* **Stated exercise**
Render every line of the entries below as a Markdown table with the columns Row and Line, numbering the rows in order and omitting blank lines.

* **Data supplied**
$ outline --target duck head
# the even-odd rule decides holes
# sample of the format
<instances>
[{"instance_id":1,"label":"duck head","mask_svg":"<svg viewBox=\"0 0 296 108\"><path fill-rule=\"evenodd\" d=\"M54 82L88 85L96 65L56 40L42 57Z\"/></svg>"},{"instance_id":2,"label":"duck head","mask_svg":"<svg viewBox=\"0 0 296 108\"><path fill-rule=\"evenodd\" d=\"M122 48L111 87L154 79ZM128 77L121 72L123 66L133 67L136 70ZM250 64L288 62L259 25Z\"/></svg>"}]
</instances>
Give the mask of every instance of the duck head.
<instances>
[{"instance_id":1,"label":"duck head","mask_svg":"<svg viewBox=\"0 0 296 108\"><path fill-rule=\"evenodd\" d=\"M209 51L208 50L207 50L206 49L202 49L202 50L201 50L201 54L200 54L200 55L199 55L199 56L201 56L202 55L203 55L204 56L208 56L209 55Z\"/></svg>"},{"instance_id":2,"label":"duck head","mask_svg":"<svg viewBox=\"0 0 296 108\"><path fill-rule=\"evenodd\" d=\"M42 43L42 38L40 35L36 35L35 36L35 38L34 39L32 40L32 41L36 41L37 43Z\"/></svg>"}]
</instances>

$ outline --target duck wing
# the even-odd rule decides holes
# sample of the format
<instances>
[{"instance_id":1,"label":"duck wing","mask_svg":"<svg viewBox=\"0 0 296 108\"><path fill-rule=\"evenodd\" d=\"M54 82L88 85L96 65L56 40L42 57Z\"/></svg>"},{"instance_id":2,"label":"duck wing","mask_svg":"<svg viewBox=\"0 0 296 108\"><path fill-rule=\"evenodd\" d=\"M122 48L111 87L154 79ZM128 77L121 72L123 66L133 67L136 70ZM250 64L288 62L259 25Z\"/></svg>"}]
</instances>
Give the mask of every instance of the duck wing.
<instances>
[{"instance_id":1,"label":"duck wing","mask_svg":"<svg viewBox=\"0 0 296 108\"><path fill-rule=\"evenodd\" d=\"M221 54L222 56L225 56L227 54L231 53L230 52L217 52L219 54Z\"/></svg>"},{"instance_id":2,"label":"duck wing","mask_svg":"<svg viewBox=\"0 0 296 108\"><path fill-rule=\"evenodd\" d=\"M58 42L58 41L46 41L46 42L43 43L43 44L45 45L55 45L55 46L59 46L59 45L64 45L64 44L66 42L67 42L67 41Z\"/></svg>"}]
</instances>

* **Answer for this exercise**
| Row | Line |
|---|---|
| 1 | $ outline --target duck head |
| 2 | # the even-odd rule decides holes |
| 3 | # sample of the format |
| 4 | <instances> |
| 5 | [{"instance_id":1,"label":"duck head","mask_svg":"<svg viewBox=\"0 0 296 108\"><path fill-rule=\"evenodd\" d=\"M54 82L88 85L96 65L56 40L42 57Z\"/></svg>"},{"instance_id":2,"label":"duck head","mask_svg":"<svg viewBox=\"0 0 296 108\"><path fill-rule=\"evenodd\" d=\"M122 48L111 87L154 79ZM128 77L121 72L123 66L133 67L136 70ZM250 64L288 62L259 25Z\"/></svg>"}] |
| 6 | </instances> |
| 7 | Give the mask of every instance of the duck head. |
| 8 | <instances> |
| 9 | [{"instance_id":1,"label":"duck head","mask_svg":"<svg viewBox=\"0 0 296 108\"><path fill-rule=\"evenodd\" d=\"M209 51L208 50L207 50L206 49L202 49L202 50L201 50L201 54L200 54L200 55L199 55L199 56L201 56L202 55L203 55L204 56L208 56L209 55Z\"/></svg>"},{"instance_id":2,"label":"duck head","mask_svg":"<svg viewBox=\"0 0 296 108\"><path fill-rule=\"evenodd\" d=\"M42 43L42 38L40 35L36 35L35 36L35 38L34 39L32 40L32 41L36 41L37 43Z\"/></svg>"}] |
| 10 | </instances> |
| 11 | $ outline --target duck wing |
| 12 | # the even-odd rule decides holes |
| 13 | # sample of the format |
| 14 | <instances> |
| 15 | [{"instance_id":1,"label":"duck wing","mask_svg":"<svg viewBox=\"0 0 296 108\"><path fill-rule=\"evenodd\" d=\"M54 82L88 85L96 65L56 40L42 57Z\"/></svg>"},{"instance_id":2,"label":"duck wing","mask_svg":"<svg viewBox=\"0 0 296 108\"><path fill-rule=\"evenodd\" d=\"M122 48L111 87L154 79ZM128 77L121 72L123 66L133 67L136 70ZM250 64L288 62L259 25Z\"/></svg>"}] |
| 16 | </instances> |
| 17 | Give the mask of every instance of the duck wing. |
| 18 | <instances> |
| 19 | [{"instance_id":1,"label":"duck wing","mask_svg":"<svg viewBox=\"0 0 296 108\"><path fill-rule=\"evenodd\" d=\"M221 54L222 56L225 56L227 54L231 53L230 52L217 52L219 54Z\"/></svg>"},{"instance_id":2,"label":"duck wing","mask_svg":"<svg viewBox=\"0 0 296 108\"><path fill-rule=\"evenodd\" d=\"M58 42L58 41L46 41L46 42L43 43L43 44L45 45L55 45L55 46L59 46L59 45L64 45L64 44L66 42L67 42L67 41Z\"/></svg>"}] |
| 20 | </instances> |